Dataset entries:
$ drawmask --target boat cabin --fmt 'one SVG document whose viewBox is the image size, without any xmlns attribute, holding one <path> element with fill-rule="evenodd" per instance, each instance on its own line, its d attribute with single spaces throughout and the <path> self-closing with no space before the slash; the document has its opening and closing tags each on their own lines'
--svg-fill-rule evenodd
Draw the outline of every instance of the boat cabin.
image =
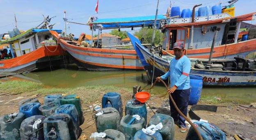
<svg viewBox="0 0 256 140">
<path fill-rule="evenodd" d="M 53 30 L 58 33 L 62 31 L 59 30 Z M 9 44 L 8 49 L 10 49 L 11 53 L 9 56 L 11 58 L 21 56 L 32 51 L 43 44 L 46 46 L 56 45 L 56 42 L 53 40 L 49 29 L 34 28 L 0 41 L 0 44 Z"/>
<path fill-rule="evenodd" d="M 238 37 L 241 22 L 254 20 L 256 14 L 233 17 L 224 13 L 195 17 L 193 13 L 193 18 L 167 18 L 162 28 L 164 34 L 162 49 L 171 50 L 178 41 L 183 42 L 185 49 L 210 47 L 218 28 L 220 30 L 215 38 L 215 46 L 236 43 L 240 41 Z"/>
</svg>

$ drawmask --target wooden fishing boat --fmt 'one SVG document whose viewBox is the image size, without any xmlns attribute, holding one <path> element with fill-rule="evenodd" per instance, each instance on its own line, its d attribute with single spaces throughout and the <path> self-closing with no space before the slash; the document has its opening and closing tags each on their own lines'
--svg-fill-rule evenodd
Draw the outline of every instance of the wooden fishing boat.
<svg viewBox="0 0 256 140">
<path fill-rule="evenodd" d="M 256 14 L 255 12 L 232 17 L 226 13 L 222 13 L 194 18 L 176 18 L 158 15 L 157 26 L 160 27 L 164 33 L 162 48 L 173 54 L 171 50 L 173 43 L 182 41 L 187 49 L 186 55 L 188 57 L 208 58 L 213 32 L 217 27 L 220 27 L 221 30 L 218 33 L 217 45 L 214 47 L 212 57 L 233 58 L 238 56 L 244 58 L 256 50 L 256 39 L 237 42 L 239 24 L 242 21 L 254 20 Z M 98 30 L 99 36 L 100 31 L 103 29 L 126 28 L 133 29 L 134 27 L 152 26 L 154 18 L 155 16 L 147 16 L 98 19 L 90 25 L 92 26 L 93 33 L 94 29 Z M 80 67 L 92 71 L 143 69 L 135 50 L 117 49 L 114 46 L 99 48 L 100 45 L 98 45 L 92 48 L 81 47 L 65 40 L 65 38 L 59 37 L 54 32 L 51 33 L 62 48 L 75 58 Z M 92 40 L 91 42 L 92 42 Z M 97 42 L 99 42 L 98 39 Z M 165 52 L 162 53 L 163 55 L 167 55 Z"/>
<path fill-rule="evenodd" d="M 143 69 L 134 50 L 81 47 L 59 37 L 54 31 L 50 32 L 79 67 L 91 71 Z"/>
<path fill-rule="evenodd" d="M 49 30 L 32 28 L 0 41 L 0 44 L 9 44 L 7 48 L 10 53 L 4 59 L 0 60 L 0 73 L 21 73 L 60 67 L 61 56 L 64 51 L 55 42 L 46 40 L 51 36 Z M 44 44 L 41 45 L 40 42 Z"/>
<path fill-rule="evenodd" d="M 169 68 L 172 58 L 162 58 L 142 45 L 139 40 L 128 33 L 144 69 L 151 80 L 164 74 Z M 212 59 L 212 64 L 206 65 L 208 59 L 190 58 L 190 74 L 201 76 L 204 86 L 255 86 L 256 61 L 235 59 Z"/>
</svg>

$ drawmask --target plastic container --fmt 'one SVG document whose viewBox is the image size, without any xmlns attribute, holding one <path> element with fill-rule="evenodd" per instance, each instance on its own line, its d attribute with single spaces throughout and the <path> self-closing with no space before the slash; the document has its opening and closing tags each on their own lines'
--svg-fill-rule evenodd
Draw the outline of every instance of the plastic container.
<svg viewBox="0 0 256 140">
<path fill-rule="evenodd" d="M 125 135 L 126 140 L 133 140 L 137 131 L 146 127 L 146 123 L 144 118 L 141 118 L 139 120 L 135 119 L 131 124 L 128 124 L 133 118 L 132 116 L 127 115 L 123 117 L 120 122 L 119 131 Z"/>
<path fill-rule="evenodd" d="M 83 112 L 82 109 L 82 105 L 79 96 L 75 94 L 71 94 L 62 98 L 60 101 L 61 105 L 65 104 L 73 104 L 75 105 L 79 116 L 79 123 L 82 125 L 85 121 L 85 118 L 83 116 Z"/>
<path fill-rule="evenodd" d="M 49 102 L 54 102 L 60 104 L 60 100 L 62 97 L 59 94 L 48 95 L 44 97 L 43 103 L 46 104 Z"/>
<path fill-rule="evenodd" d="M 201 96 L 201 92 L 203 88 L 203 77 L 201 76 L 190 75 L 190 94 L 188 104 L 195 105 Z"/>
<path fill-rule="evenodd" d="M 191 17 L 191 10 L 189 9 L 185 9 L 181 12 L 181 18 L 188 18 Z"/>
<path fill-rule="evenodd" d="M 110 136 L 113 138 L 115 140 L 125 140 L 125 136 L 123 133 L 117 130 L 114 129 L 107 129 L 104 131 L 108 136 Z M 102 138 L 100 137 L 96 137 L 96 140 L 112 140 L 112 138 Z"/>
<path fill-rule="evenodd" d="M 198 9 L 198 16 L 206 16 L 207 9 L 205 7 L 200 7 Z"/>
<path fill-rule="evenodd" d="M 46 117 L 53 114 L 55 109 L 60 106 L 58 103 L 54 102 L 49 102 L 43 104 L 39 107 L 39 110 L 42 112 L 43 115 Z"/>
<path fill-rule="evenodd" d="M 153 140 L 162 140 L 163 139 L 162 138 L 162 135 L 160 133 L 156 131 L 155 133 L 150 136 L 149 135 L 146 134 L 142 131 L 142 130 L 138 131 L 134 135 L 134 140 L 152 140 L 152 137 L 154 138 Z M 165 139 L 166 140 L 166 139 Z"/>
<path fill-rule="evenodd" d="M 22 113 L 5 115 L 0 117 L 0 139 L 20 140 L 19 129 L 25 115 Z"/>
<path fill-rule="evenodd" d="M 20 32 L 20 30 L 19 30 L 19 29 L 17 28 L 14 29 L 13 31 L 15 36 L 18 36 L 21 34 L 21 32 Z"/>
<path fill-rule="evenodd" d="M 212 9 L 209 6 L 206 7 L 206 16 L 209 16 L 213 15 L 213 11 L 212 11 Z"/>
<path fill-rule="evenodd" d="M 38 99 L 37 99 L 37 98 L 31 98 L 28 99 L 23 100 L 19 102 L 19 106 L 20 107 L 21 105 L 25 104 L 27 103 L 31 102 L 39 102 L 39 101 L 38 101 Z"/>
<path fill-rule="evenodd" d="M 243 35 L 242 36 L 242 41 L 246 41 L 248 38 L 248 35 Z"/>
<path fill-rule="evenodd" d="M 147 111 L 145 104 L 142 104 L 135 99 L 129 100 L 126 102 L 125 108 L 126 115 L 139 115 L 143 117 L 147 122 Z"/>
<path fill-rule="evenodd" d="M 119 93 L 114 92 L 108 92 L 102 97 L 102 108 L 114 107 L 119 112 L 121 118 L 123 117 L 123 103 Z"/>
<path fill-rule="evenodd" d="M 69 115 L 74 123 L 75 133 L 77 136 L 79 133 L 79 117 L 78 113 L 75 105 L 66 104 L 61 105 L 55 109 L 55 114 L 64 113 Z"/>
<path fill-rule="evenodd" d="M 166 140 L 174 140 L 175 128 L 173 118 L 167 115 L 157 113 L 151 117 L 148 126 L 156 125 L 160 122 L 162 122 L 163 127 L 158 131 L 162 135 L 162 139 Z"/>
<path fill-rule="evenodd" d="M 171 16 L 174 17 L 181 16 L 181 9 L 179 7 L 171 7 Z"/>
<path fill-rule="evenodd" d="M 45 140 L 77 140 L 71 117 L 67 114 L 51 115 L 43 120 Z"/>
<path fill-rule="evenodd" d="M 135 98 L 142 103 L 145 103 L 150 97 L 150 94 L 146 91 L 140 91 L 135 94 Z"/>
<path fill-rule="evenodd" d="M 95 119 L 96 128 L 98 133 L 105 130 L 116 130 L 119 127 L 121 118 L 119 112 L 112 107 L 102 109 L 103 114 L 97 116 Z"/>
<path fill-rule="evenodd" d="M 222 7 L 220 4 L 215 5 L 212 7 L 213 15 L 218 14 L 222 13 Z"/>
<path fill-rule="evenodd" d="M 8 31 L 8 34 L 9 34 L 9 36 L 10 36 L 10 37 L 11 38 L 13 38 L 15 36 L 15 34 L 14 33 L 14 32 L 13 31 Z"/>
<path fill-rule="evenodd" d="M 35 115 L 41 115 L 39 110 L 40 106 L 39 102 L 28 103 L 20 106 L 19 111 L 23 113 L 26 118 Z"/>
<path fill-rule="evenodd" d="M 43 120 L 46 117 L 36 115 L 23 120 L 21 125 L 21 140 L 44 140 Z"/>
<path fill-rule="evenodd" d="M 224 9 L 222 10 L 222 13 L 226 13 L 233 17 L 235 16 L 235 7 Z"/>
<path fill-rule="evenodd" d="M 226 140 L 226 136 L 223 131 L 217 127 L 207 122 L 197 122 L 193 123 L 201 135 L 203 140 Z M 192 127 L 187 133 L 186 140 L 198 140 L 198 136 Z"/>
</svg>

DIRECTIVE: Rewrite the items from the line with "drawmask --target plastic" to the line with "125 135 L 126", swapping "container" for "tub" and leaving everything else as it is.

SOLUTION FOR THIS PROBLEM:
$ drawmask --target plastic tub --fmt 'one SVG document whose viewBox is the image size, without any xmlns attribute, holding one <path> element with fill-rule="evenodd" per instance, each instance on its own line, its d attribute with single spaces throughout and the <path> self-closing with no space before the slash; the document has its opening and closing tags each on their own lines'
--svg-fill-rule evenodd
Draw the outline of every instance of the plastic tub.
<svg viewBox="0 0 256 140">
<path fill-rule="evenodd" d="M 125 135 L 126 140 L 133 140 L 137 131 L 146 127 L 146 123 L 144 118 L 141 118 L 139 120 L 135 119 L 131 124 L 128 124 L 133 118 L 132 116 L 127 115 L 123 117 L 120 122 L 119 131 Z"/>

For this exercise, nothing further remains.